▸ **Input records**:
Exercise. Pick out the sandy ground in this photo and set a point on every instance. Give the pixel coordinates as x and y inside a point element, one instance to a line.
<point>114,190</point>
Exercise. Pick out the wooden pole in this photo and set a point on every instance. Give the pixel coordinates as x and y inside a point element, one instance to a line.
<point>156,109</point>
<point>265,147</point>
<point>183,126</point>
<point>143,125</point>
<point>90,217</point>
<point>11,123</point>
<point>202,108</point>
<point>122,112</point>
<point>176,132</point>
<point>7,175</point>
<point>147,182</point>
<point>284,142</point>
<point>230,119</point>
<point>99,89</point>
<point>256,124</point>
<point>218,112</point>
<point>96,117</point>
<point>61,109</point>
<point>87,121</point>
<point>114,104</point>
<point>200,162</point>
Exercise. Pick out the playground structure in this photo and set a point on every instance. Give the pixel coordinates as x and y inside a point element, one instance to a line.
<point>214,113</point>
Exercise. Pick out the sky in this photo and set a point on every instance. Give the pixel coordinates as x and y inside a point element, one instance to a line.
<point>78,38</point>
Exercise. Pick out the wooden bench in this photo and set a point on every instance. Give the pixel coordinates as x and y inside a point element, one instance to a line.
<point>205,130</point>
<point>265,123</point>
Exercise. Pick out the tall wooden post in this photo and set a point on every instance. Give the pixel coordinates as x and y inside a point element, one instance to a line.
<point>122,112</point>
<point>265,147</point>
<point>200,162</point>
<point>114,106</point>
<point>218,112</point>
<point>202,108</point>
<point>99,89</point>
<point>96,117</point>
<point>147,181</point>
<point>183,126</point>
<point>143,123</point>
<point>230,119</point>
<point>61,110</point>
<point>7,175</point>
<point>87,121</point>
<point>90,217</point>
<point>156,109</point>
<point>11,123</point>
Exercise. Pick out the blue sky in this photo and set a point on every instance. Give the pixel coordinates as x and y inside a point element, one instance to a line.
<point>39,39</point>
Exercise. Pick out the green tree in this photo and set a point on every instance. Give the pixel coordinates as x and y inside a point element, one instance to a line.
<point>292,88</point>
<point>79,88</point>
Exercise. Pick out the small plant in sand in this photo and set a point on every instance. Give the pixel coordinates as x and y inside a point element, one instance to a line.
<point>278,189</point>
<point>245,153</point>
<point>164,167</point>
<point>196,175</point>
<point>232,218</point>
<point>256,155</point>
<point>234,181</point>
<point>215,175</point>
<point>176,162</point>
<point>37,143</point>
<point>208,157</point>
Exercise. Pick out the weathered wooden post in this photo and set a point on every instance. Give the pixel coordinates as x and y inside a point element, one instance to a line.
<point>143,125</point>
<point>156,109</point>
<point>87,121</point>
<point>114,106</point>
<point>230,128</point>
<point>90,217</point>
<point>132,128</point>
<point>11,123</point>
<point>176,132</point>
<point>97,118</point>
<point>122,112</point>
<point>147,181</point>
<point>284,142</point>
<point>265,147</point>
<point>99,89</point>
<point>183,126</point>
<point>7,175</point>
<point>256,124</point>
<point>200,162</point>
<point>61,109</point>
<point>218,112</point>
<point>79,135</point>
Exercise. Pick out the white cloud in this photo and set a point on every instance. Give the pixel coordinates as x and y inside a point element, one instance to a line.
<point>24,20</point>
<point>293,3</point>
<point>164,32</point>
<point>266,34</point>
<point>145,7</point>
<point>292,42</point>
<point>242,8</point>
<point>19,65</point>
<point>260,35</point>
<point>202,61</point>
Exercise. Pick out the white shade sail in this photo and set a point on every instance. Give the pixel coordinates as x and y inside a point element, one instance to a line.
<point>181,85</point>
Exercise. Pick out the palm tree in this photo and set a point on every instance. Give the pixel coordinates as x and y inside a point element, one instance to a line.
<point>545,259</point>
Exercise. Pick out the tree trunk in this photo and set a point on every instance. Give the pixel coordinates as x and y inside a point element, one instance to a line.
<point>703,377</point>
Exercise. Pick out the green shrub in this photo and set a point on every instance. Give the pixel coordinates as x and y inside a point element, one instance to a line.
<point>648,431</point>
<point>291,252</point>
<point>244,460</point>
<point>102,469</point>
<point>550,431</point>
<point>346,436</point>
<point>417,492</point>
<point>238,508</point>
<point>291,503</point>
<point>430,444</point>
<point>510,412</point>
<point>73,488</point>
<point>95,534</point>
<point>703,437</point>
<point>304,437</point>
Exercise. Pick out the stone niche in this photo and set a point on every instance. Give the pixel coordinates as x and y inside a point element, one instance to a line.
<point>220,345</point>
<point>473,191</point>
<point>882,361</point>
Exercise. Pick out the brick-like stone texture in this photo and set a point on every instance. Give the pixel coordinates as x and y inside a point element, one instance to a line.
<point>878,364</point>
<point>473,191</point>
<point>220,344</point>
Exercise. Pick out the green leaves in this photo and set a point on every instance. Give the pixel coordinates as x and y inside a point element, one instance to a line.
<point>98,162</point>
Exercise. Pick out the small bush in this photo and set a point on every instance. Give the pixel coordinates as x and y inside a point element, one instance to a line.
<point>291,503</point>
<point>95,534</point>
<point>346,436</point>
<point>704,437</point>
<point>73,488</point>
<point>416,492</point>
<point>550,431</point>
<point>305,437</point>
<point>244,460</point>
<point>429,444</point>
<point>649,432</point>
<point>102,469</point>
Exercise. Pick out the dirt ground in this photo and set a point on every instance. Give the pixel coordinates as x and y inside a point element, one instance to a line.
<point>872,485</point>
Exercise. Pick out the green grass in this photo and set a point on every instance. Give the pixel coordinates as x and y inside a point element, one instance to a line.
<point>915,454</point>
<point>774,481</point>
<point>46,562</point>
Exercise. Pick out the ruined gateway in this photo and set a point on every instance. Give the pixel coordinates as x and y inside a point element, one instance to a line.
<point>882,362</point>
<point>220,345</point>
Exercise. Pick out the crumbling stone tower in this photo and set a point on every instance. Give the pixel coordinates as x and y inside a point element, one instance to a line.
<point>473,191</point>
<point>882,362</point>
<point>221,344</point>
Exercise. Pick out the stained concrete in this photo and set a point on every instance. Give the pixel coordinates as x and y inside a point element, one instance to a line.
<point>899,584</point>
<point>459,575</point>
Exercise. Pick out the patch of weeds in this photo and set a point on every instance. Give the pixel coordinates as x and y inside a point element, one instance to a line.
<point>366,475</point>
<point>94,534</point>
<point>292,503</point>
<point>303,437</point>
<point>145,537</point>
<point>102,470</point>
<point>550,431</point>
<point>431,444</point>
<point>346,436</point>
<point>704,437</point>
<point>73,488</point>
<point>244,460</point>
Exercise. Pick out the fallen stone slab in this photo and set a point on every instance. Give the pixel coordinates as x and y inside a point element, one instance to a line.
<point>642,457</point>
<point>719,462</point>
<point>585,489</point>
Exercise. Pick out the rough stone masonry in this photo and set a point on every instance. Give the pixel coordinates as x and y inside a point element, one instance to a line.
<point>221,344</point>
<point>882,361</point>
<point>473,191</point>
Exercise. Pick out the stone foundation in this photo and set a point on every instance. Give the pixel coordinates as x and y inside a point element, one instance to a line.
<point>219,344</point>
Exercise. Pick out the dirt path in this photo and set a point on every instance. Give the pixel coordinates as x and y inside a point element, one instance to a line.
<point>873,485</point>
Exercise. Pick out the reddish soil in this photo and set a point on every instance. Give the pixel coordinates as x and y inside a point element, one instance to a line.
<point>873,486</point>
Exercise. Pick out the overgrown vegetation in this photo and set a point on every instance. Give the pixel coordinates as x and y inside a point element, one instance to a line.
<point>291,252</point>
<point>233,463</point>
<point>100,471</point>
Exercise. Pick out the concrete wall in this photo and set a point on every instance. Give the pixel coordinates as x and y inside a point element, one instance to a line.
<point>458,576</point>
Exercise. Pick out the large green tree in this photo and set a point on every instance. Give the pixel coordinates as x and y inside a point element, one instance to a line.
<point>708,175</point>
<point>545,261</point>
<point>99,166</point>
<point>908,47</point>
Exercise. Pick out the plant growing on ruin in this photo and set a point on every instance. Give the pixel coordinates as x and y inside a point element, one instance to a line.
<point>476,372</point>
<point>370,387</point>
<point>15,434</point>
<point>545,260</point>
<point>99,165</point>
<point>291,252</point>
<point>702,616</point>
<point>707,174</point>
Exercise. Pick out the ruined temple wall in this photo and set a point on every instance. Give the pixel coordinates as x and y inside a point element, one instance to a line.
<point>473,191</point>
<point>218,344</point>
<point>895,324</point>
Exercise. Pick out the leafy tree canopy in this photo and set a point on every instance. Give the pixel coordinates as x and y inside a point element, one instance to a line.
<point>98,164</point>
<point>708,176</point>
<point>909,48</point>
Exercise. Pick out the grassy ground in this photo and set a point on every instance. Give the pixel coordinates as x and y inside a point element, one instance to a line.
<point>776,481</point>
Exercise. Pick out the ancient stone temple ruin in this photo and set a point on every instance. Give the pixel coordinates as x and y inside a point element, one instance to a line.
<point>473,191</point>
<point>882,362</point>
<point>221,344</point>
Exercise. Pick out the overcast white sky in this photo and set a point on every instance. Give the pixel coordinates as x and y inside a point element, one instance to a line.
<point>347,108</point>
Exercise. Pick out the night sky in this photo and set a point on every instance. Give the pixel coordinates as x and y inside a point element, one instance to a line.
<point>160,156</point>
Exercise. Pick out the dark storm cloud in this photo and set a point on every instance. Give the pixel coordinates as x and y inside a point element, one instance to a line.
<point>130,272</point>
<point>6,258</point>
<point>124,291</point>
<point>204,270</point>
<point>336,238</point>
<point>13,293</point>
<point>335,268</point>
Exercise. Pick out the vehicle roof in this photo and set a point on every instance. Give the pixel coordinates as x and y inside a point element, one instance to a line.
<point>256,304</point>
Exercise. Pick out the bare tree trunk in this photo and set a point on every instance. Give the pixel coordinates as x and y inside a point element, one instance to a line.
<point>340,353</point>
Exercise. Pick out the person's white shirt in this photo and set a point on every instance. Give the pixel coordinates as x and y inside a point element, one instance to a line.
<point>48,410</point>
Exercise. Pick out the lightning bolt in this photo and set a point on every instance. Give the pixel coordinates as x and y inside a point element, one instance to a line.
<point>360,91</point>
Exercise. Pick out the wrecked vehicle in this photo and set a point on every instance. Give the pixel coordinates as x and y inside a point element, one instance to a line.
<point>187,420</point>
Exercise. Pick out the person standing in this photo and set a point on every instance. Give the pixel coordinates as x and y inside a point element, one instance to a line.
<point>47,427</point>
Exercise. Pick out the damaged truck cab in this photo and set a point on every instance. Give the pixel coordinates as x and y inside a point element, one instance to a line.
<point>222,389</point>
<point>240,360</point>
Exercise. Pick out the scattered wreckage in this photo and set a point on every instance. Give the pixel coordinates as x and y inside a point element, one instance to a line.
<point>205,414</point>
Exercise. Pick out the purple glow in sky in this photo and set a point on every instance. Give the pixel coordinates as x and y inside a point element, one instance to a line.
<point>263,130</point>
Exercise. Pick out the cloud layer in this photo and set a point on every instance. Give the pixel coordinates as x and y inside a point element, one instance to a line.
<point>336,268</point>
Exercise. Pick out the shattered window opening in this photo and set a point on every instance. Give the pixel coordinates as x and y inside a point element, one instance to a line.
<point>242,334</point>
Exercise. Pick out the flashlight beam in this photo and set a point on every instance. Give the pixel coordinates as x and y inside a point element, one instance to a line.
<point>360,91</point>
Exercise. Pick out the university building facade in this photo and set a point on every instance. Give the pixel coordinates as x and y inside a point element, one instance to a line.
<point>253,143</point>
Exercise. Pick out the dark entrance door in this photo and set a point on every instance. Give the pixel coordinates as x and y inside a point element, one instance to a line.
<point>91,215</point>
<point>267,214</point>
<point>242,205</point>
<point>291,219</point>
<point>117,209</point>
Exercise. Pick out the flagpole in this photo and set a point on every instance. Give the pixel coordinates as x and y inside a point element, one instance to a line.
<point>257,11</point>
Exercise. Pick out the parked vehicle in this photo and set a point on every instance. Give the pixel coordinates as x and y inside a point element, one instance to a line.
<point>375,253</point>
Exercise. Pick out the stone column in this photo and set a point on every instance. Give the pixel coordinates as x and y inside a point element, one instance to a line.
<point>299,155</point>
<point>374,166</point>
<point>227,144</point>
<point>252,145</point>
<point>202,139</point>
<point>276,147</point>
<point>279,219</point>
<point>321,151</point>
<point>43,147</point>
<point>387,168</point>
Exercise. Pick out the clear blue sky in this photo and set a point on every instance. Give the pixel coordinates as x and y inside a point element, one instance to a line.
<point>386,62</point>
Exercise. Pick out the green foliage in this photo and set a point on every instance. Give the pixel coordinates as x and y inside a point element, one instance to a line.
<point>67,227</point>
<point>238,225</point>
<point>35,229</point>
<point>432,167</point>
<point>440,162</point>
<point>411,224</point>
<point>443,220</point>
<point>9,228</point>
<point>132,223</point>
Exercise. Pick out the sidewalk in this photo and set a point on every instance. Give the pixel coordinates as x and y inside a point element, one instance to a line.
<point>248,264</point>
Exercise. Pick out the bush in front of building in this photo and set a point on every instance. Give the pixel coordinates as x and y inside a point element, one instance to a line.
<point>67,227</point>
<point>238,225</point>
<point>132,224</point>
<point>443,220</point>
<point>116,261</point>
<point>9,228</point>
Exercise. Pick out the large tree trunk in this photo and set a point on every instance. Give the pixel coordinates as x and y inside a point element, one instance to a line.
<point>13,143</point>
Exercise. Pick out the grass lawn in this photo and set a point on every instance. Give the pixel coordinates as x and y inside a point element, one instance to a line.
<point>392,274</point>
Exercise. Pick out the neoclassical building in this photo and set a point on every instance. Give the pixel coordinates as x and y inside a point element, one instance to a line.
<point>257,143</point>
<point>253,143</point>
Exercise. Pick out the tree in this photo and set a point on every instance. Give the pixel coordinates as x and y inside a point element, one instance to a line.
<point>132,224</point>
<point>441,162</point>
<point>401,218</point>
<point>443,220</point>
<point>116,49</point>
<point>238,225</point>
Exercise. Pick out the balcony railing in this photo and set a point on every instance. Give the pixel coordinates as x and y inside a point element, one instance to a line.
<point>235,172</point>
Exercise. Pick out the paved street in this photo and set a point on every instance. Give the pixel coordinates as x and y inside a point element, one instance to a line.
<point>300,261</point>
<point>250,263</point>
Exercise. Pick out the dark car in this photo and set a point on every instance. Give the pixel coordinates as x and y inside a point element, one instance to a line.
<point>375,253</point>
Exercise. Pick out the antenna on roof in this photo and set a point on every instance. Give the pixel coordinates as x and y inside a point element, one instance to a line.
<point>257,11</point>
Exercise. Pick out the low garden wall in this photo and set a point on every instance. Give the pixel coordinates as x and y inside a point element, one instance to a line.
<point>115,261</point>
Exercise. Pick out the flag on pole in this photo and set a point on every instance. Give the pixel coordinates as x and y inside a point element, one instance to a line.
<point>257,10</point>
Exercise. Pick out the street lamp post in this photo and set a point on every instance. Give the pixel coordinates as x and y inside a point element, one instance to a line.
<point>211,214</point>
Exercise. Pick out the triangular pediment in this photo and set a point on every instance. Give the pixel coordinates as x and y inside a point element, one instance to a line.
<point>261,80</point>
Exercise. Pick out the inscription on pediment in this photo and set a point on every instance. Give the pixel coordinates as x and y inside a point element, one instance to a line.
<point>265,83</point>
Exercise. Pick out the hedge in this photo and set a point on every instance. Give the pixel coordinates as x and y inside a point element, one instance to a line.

▸ **Description of the task**:
Reproduce verbatim the entries above, starting with the line that contains "Exercise. Pick out the reddish" and continuing through the line that contains "<point>895,324</point>", with both of those lines included.

▸ **Written reply**:
Exercise. Pick out the reddish soil in this photo and set a point on every instance. Give the pixel coordinates as x and y inside a point element, one instance to a line.
<point>873,486</point>
Exercise. Pick out the overgrown vegetation in this photo and set a point on every instance. Give the pixel coordinates as x and y inside a point element, one instance to a line.
<point>291,252</point>
<point>233,463</point>
<point>100,471</point>
Exercise. Pick out the concrete wall in this photo and set a point on every instance. Give the pixel coordinates as x and y inside a point element, one instance to a line.
<point>458,576</point>
Exercise. Pick out the large green tree in this photo and set a point on every instance. Give the pixel coordinates as x and y inside a point element, one instance to a line.
<point>708,175</point>
<point>545,261</point>
<point>99,166</point>
<point>908,47</point>
Exercise. Pick out the plant growing on ruin in this photo and set a point on every instance. Give the pixel coordinates as x and y inside a point element, one instance to a line.
<point>476,372</point>
<point>370,387</point>
<point>15,434</point>
<point>545,260</point>
<point>99,165</point>
<point>291,252</point>
<point>702,616</point>
<point>707,174</point>
Exercise. Pick out the ruined temple wall in this photo and set a point on every instance. Give the pixel coordinates as x and y inside a point element, one instance to a line.
<point>473,191</point>
<point>218,344</point>
<point>895,324</point>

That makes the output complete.